#### Task statement
Retype every entry in its entirety, without alteration.

#### Information given
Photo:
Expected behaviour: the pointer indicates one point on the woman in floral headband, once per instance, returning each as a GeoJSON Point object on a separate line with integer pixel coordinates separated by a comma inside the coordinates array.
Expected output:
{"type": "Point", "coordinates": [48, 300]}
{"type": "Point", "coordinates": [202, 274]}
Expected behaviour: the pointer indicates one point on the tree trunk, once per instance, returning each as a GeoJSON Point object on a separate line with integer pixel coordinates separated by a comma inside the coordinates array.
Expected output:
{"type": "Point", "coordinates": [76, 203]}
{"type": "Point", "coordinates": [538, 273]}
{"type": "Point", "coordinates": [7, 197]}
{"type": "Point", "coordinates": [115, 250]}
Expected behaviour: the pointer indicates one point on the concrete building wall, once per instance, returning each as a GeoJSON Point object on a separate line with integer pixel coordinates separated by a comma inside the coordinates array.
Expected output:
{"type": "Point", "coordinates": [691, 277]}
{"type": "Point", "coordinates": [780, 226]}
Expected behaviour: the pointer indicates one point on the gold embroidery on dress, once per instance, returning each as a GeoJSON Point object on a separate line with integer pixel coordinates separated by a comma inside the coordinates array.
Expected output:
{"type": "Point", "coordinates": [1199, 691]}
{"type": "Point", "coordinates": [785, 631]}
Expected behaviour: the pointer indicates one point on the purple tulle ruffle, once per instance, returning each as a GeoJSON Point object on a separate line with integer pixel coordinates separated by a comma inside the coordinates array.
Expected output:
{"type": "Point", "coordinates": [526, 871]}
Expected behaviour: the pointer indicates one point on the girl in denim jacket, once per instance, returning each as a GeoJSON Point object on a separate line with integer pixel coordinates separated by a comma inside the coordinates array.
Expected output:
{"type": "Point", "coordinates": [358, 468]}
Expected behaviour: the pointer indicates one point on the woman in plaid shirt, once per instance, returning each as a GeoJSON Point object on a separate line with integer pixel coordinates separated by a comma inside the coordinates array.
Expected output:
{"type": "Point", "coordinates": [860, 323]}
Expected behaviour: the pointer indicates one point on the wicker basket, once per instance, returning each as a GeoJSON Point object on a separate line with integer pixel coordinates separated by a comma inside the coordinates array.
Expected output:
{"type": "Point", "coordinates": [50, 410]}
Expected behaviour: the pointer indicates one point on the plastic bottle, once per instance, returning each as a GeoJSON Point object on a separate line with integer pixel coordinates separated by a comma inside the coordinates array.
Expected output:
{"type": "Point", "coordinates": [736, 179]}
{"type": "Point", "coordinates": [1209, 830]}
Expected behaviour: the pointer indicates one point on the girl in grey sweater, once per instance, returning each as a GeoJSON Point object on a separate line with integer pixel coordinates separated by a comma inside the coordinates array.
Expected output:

#### Written response
Photo:
Expected behaviour: the pointer indicates one point on the woman in floral headband, once per instance, returning each as a GeoJSON Point object on a separate line with integer pixel coordinates separated by a comma inside the coordinates array.
Expected output:
{"type": "Point", "coordinates": [48, 300]}
{"type": "Point", "coordinates": [202, 274]}
Expected behaviour: the pointer indicates one point on the tree trunk, once per instance, returning each as a GeoJSON Point object on a separate line with integer pixel coordinates separated by a comma inside the coordinates array.
Expected output:
{"type": "Point", "coordinates": [76, 203]}
{"type": "Point", "coordinates": [538, 273]}
{"type": "Point", "coordinates": [7, 197]}
{"type": "Point", "coordinates": [115, 250]}
Expected behaviour: the pointer indicates one point on the concrete building wall, once per instance, returning each as a GeoJSON Point object on a separate line with integer pixel coordinates separated by a comma inside the coordinates array.
Expected output:
{"type": "Point", "coordinates": [691, 277]}
{"type": "Point", "coordinates": [780, 226]}
Expected behaviour: the pointer indicates one point on the gold embroidery on dress, once per instance, returning each as a GeoJSON Point object on a separate line with integer pixel coordinates separated by a comma inside the coordinates array.
Expected output:
{"type": "Point", "coordinates": [1199, 691]}
{"type": "Point", "coordinates": [785, 631]}
Expected behaviour: the pointer indicates one point on the purple tulle ruffle, once per instance, returning each as a GeoJSON Point object on a separate line with integer pixel coordinates separated by a comma inside the coordinates array.
Expected output:
{"type": "Point", "coordinates": [526, 871]}
Expected behaviour: the pointer indicates one point on the girl in denim jacket, once per instance, returning each as a GeoJSON Point object on a separate line with integer pixel coordinates separated by a comma inside the coordinates array.
Expected output:
{"type": "Point", "coordinates": [358, 468]}
Expected behaviour: the pointer indicates one point on the woman in plaid shirt, once per instance, returning each as a GeoJSON Point object on a separate line with integer pixel coordinates separated by a comma inside the coordinates array.
Expected output:
{"type": "Point", "coordinates": [860, 323]}
Expected behaviour: the pointer indicates one point on the wicker basket, once per instance, returning each as a GeoJSON Point object on a separate line with integer pixel coordinates separated by a comma inside the coordinates array.
Expected output:
{"type": "Point", "coordinates": [50, 410]}
Expected behaviour: the pointer indicates one point on the plastic bottle, once per instance, returning each as a GeoJSON Point object on a separate line with integer pixel coordinates separated by a comma inside the coordinates array.
Expected output:
{"type": "Point", "coordinates": [736, 179]}
{"type": "Point", "coordinates": [1209, 830]}
Expected behaviour: the pointer indicates one point on the girl in grey sweater, once per instance, returning each as a GeoJSON Point object on a separate line with integer pixel coordinates separated by a comma inside the coordinates array.
Expected output:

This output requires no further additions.